Provided records –

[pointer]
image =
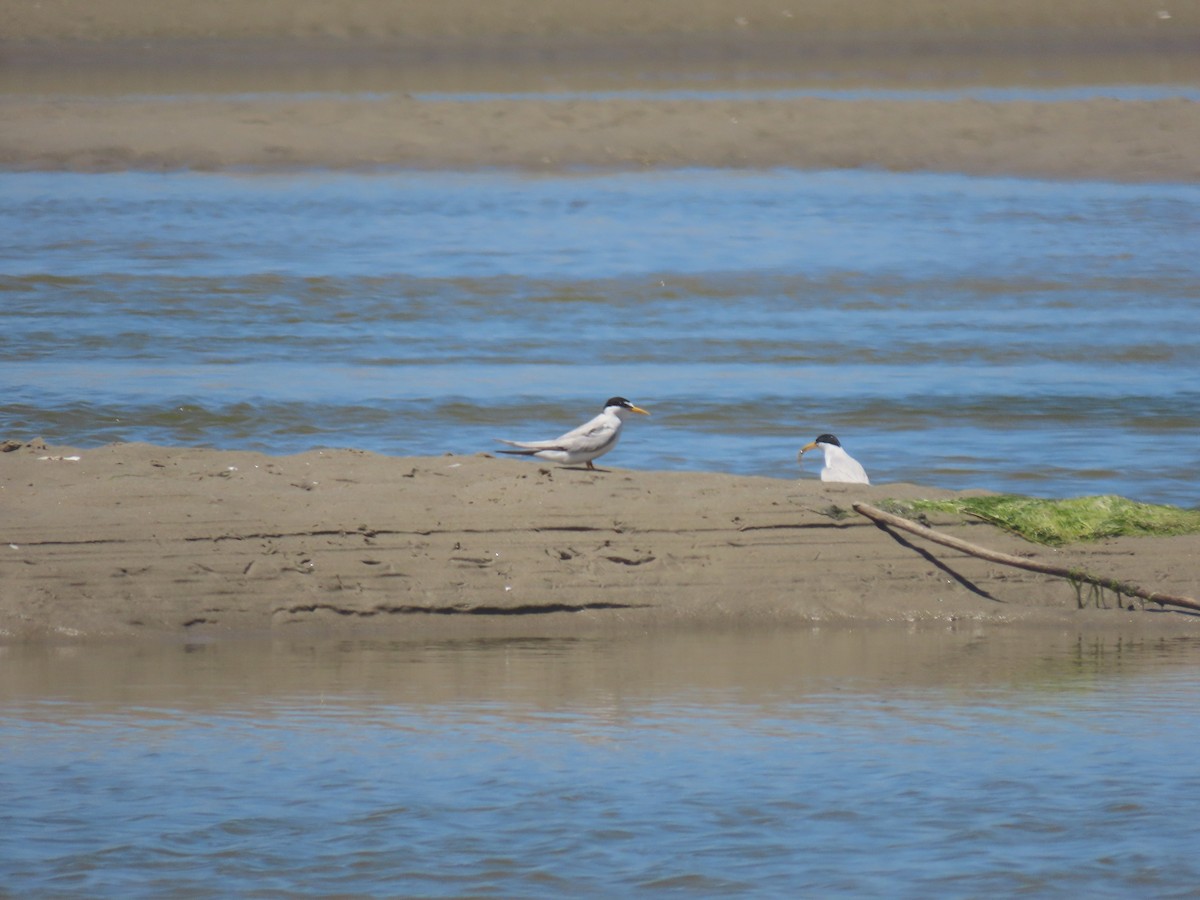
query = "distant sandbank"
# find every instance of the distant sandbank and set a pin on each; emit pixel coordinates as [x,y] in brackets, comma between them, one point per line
[283,85]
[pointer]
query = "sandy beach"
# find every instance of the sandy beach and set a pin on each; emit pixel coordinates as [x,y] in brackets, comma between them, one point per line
[138,540]
[135,539]
[355,84]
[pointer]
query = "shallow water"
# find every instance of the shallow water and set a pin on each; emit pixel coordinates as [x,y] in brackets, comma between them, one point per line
[1005,334]
[814,762]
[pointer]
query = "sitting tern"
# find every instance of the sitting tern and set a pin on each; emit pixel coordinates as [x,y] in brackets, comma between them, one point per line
[582,444]
[839,466]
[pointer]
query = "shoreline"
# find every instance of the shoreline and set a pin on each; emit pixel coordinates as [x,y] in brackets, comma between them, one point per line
[1078,139]
[279,87]
[141,541]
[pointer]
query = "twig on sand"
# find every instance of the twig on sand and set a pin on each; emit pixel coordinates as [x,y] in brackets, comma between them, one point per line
[1073,575]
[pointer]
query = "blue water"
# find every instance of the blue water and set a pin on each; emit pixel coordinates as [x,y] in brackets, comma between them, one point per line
[1005,334]
[802,765]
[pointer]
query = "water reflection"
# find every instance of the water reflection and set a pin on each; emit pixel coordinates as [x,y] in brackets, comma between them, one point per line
[831,762]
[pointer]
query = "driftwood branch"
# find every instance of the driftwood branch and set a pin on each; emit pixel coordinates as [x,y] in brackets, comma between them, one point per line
[1074,575]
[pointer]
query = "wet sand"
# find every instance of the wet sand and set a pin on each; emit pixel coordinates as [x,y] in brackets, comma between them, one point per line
[279,85]
[142,540]
[139,540]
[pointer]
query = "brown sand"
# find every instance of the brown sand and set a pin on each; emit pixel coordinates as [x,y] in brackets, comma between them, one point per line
[132,539]
[148,84]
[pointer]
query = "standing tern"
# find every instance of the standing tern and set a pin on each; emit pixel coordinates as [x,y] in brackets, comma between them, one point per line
[839,466]
[582,444]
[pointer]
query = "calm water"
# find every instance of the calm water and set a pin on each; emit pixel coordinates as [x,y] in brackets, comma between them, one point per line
[822,763]
[1013,335]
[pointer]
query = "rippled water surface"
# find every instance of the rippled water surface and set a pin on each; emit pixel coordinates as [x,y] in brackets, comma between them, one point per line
[805,763]
[1013,335]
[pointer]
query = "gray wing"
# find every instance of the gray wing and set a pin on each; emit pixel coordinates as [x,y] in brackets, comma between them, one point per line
[591,436]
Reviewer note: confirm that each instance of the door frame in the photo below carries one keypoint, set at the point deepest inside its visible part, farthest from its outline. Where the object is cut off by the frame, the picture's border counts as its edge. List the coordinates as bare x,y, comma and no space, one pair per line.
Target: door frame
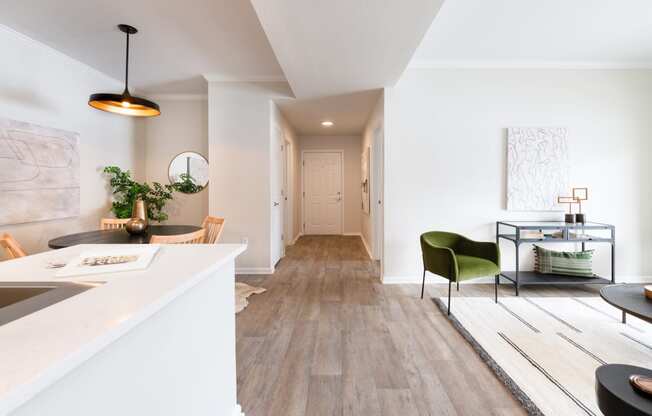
303,186
288,198
378,192
276,128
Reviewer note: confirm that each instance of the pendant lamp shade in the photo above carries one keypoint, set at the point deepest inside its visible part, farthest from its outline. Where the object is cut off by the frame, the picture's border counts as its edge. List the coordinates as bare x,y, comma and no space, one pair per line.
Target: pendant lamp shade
125,103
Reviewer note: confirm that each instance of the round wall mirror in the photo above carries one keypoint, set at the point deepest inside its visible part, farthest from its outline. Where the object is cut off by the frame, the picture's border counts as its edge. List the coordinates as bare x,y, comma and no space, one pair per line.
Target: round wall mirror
188,172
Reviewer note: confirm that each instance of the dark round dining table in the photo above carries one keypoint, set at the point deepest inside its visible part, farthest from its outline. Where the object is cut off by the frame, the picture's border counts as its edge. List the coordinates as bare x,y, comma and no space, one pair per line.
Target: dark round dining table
119,236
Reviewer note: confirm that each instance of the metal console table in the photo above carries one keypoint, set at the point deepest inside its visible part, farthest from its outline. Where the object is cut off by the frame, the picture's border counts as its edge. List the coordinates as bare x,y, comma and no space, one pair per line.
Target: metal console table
566,233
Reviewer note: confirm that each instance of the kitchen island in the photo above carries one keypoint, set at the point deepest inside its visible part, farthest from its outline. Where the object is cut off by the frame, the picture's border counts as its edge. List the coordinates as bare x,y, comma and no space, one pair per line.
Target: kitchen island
160,341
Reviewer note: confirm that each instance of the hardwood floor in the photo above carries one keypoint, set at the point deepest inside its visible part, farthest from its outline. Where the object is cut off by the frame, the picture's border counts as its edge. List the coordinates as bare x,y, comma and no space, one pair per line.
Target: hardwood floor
327,338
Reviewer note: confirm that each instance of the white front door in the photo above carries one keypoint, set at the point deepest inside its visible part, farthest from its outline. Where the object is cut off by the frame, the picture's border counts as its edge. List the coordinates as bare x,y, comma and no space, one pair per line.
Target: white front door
322,182
276,187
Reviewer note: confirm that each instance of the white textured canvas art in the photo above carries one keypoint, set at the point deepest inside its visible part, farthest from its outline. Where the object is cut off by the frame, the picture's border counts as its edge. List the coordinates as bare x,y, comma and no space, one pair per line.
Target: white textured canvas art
39,173
537,168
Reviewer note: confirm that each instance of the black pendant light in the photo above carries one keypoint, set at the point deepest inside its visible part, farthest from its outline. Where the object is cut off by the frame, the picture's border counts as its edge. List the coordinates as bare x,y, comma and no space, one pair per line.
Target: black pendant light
125,103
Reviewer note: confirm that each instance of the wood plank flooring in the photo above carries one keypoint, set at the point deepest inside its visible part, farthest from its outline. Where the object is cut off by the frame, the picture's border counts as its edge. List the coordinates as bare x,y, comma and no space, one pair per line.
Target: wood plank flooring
327,338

What to produce – Each record must be quoted in full and exactly. Do not include the pictures.

Your response –
[pointer]
image =
query = "distant sandbank"
# find every instance of the distant sandbank and set a pin on each; emit pixel coordinates as [x,y] in brackets, comma between them, one point per line
[283,85]
[pointer]
query = "sandy beach"
# find every instance of the sandy beach and set a pin on each; emit pixel coordinates as [x,y] in brackets, comma between them, one point per line
[138,540]
[135,539]
[355,84]
[pointer]
query = "shallow water"
# find every instance of the shallow water and set a pin on each; emit pixel coordinates as [x,y] in brackets, comma between them, one point per line
[1005,334]
[814,762]
[pointer]
query = "sitting tern"
# find every instance of the sitting tern and set a pin on each; emit pixel coordinates as [x,y] in brackets, comma between them, one point per line
[582,444]
[839,466]
[pointer]
query = "shoreline"
# find every instance of the shoreline and set a pin on each; emit pixel coordinates as [x,y] in brackets, comma between them, one point per line
[1078,139]
[279,87]
[141,541]
[pointer]
query = "twig on sand"
# find every instance of the twig on sand and set a pin on each; emit pixel coordinates as [x,y] in brackets, comma between them, one point per line
[1073,575]
[pointer]
query = "blue water"
# find every instance of the blue water and set a pin on each; emit pixel coordinates as [x,y] in brackets, comma between them, one point per line
[1005,334]
[802,765]
[pointer]
query = "water reflection"
# find every instance of the water reflection and set a pin on each; emit pixel coordinates as [x,y] in brackets, comma between them, one point per line
[831,762]
[pointer]
query = "driftwood branch"
# find every instance of the driftwood branch and set a pin on each; emit pixel coordinates as [x,y] in brackets, comma between them, one point per line
[1074,575]
[pointer]
query = "wet sand"
# find every instance of the wet sand and set a pin on each; emit pixel coordinates as [x,y] in brackets, comma between them, one point per line
[279,85]
[142,540]
[139,540]
[pointer]
query = "brown sand"
# find every instance of the brown sand and set a pin on each; emit pixel coordinates as [x,y] in brackets, comma between them, one point per line
[132,539]
[148,84]
[pointer]
query = "standing tern"
# find every instance of the standing tern and set a pin on each; emit pixel coordinates as [x,y] in brackets, comma between them, one point per line
[839,466]
[582,444]
[pointer]
query = "calm water"
# find every instance of the calm water and set a pin on each; emit pixel coordinates as [x,y] in brackets, comma between them, one point per line
[822,763]
[1013,335]
[pointer]
query = "rippled water surface"
# find every instance of the rippled water surface and set a pin on each; emit pixel coordinates as [x,y] in brackets, comma between them, one point per line
[805,763]
[1013,335]
[pointer]
query = "gray wing"
# find every instance of the gray wing and set a pin on each; emit pixel coordinates as [x,y] in brackets, comma between them, one point per line
[591,436]
Reviewer note: confirm that each instance of the door frame in the photo below carries one keypoint, set at the point deepest inside its visible part, farthest from its outline. Where the object is cut off by the frame, the picture's border counts as its edge. List the coordinates as bare x,y, comma and no space, one pair per line.
Target: door frame
303,186
288,198
378,192
276,128
Reviewer note: confirm that each instance of the pendant lamp shade in the photo above carries one keypoint, set at the point deepest inside its visible part, farthest from its outline. Where the object is cut off by the frame, the picture's border counts as its edge. List the coordinates as bare x,y, comma and no space, one pair per line.
Target: pendant lamp shade
125,103
Reviewer note: confirm that each instance of the round wall mirror in the photo above carries one keypoint, set at the point deepest inside its visible part, farthest from its outline. Where the object is cut off by the frame, the picture's border counts as its edge. List the coordinates as bare x,y, comma and no space, one pair per line.
Target: round wall mirror
188,172
Reviewer note: confirm that each instance of the dark round dining table in the photo above carries one keypoint, set at the point deepest inside its visible part, farthest from its outline. Where the object is cut off by the frame, the picture's border counts as its edge. List the coordinates as bare x,y, comma and no space, one pair per line.
Target: dark round dining table
119,236
Reviewer note: confirm that each instance of the metal console table in the photo above carries one keypoint, set at the point deepest inside its visible part, farthest from its outline. Where the object is cut off by the frame, the picture's border counts as its edge. List the coordinates as bare x,y, comma and no space, one pair per line.
Target: metal console table
566,233
Reviewer note: confirm that each instance of the kitchen island in the photo above carries one keypoint, set at the point deepest inside its visible part, farthest from its outline. Where the object is cut off by the frame, the picture's border counts as its edge. List the coordinates as bare x,y, comma and no space, one pair per line.
Target: kitchen island
160,341
Reviewer note: confirm that each instance of the hardwood floor in the photo above carries one keypoint, set at the point deepest inside its visible part, farthest from its outline. Where the object is cut off by the frame, the picture's border counts as its edge. List the coordinates as bare x,y, comma and no space, one pair per line.
Target: hardwood floor
327,338
Reviewer note: confirm that each instance of the white front door in the photo above carries one keypoint, set at the point deepest inside its visible part, farthest from its outline. Where the object is cut off by the frame, the picture's border counts as its edge. List the coordinates as bare x,y, comma and no space, one pair per line.
Target: white front door
322,182
276,187
Reviewer note: confirm that each instance of the white textured canvas art in the photo above carries one keypoint, set at the point deepest inside its visible part, farthest from its outline. Where the object is cut off by the frame, the picture's border counts as its edge. List the coordinates as bare x,y, comma and no space, one pair per line.
Target: white textured canvas art
39,173
537,168
Reviewer note: confirm that each instance of the black pendant light in the photo above carries one keypoint, set at the point deepest inside its visible part, farthest from its outline. Where the object is cut off by the frame, the picture's border counts as its edge. List the coordinates as bare x,y, comma and no space, one pair per line.
Target: black pendant light
125,103
Reviewer note: confirm that each instance of the wood plank flooring in the photo above carries one keypoint, set at the point deepest inside its visible part, farthest from its outline. Where the object is cut off by the frame, the picture's border counts as its edge. List the coordinates as bare x,y, comma and no space, one pair per line.
Target: wood plank flooring
327,338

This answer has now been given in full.